Problem to solve » Take the line that contains "cleat shown above." as the first line and the final line of the records as the last; return exactly those lines and the lines between.

Point-per-instance localization data
☆ ☆ ☆ ☆ ☆
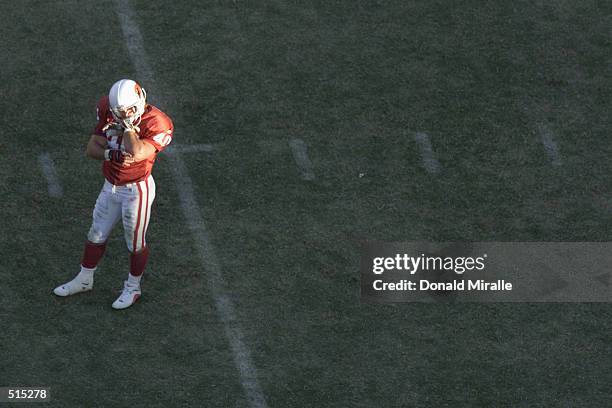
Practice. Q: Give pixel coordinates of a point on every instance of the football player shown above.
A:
(127, 138)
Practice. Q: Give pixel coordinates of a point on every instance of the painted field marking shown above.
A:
(194, 221)
(189, 148)
(431, 164)
(300, 155)
(48, 168)
(550, 145)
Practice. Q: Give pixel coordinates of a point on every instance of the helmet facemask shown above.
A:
(130, 114)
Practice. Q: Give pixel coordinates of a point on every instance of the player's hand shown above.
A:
(128, 159)
(131, 128)
(118, 156)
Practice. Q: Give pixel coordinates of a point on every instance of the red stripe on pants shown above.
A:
(134, 248)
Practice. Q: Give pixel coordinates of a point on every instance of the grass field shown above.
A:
(354, 80)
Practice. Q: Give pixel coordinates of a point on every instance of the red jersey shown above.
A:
(155, 128)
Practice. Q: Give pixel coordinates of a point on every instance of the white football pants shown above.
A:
(132, 202)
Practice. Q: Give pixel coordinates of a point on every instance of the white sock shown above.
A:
(134, 280)
(86, 274)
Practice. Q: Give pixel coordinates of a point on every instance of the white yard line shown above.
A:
(550, 145)
(195, 222)
(300, 155)
(53, 185)
(431, 164)
(189, 148)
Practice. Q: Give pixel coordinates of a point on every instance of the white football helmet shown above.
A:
(127, 102)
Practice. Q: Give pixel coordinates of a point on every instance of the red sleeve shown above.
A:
(159, 133)
(102, 115)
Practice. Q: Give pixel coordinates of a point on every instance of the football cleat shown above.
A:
(128, 297)
(77, 285)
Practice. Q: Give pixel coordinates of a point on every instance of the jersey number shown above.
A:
(163, 139)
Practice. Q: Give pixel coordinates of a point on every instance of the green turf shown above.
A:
☆ ☆ ☆ ☆ ☆
Response to the task »
Practice. Q: Give pixel coordinates of a point on every instance of the football cleat shown above.
A:
(128, 297)
(77, 285)
Practice. Q: Give pixel coordinates of a point on every instance of the jersey number shown above.
A:
(163, 139)
Practice. Q: Give pixel coordinates of a point on every instance of the green turf shown above.
A:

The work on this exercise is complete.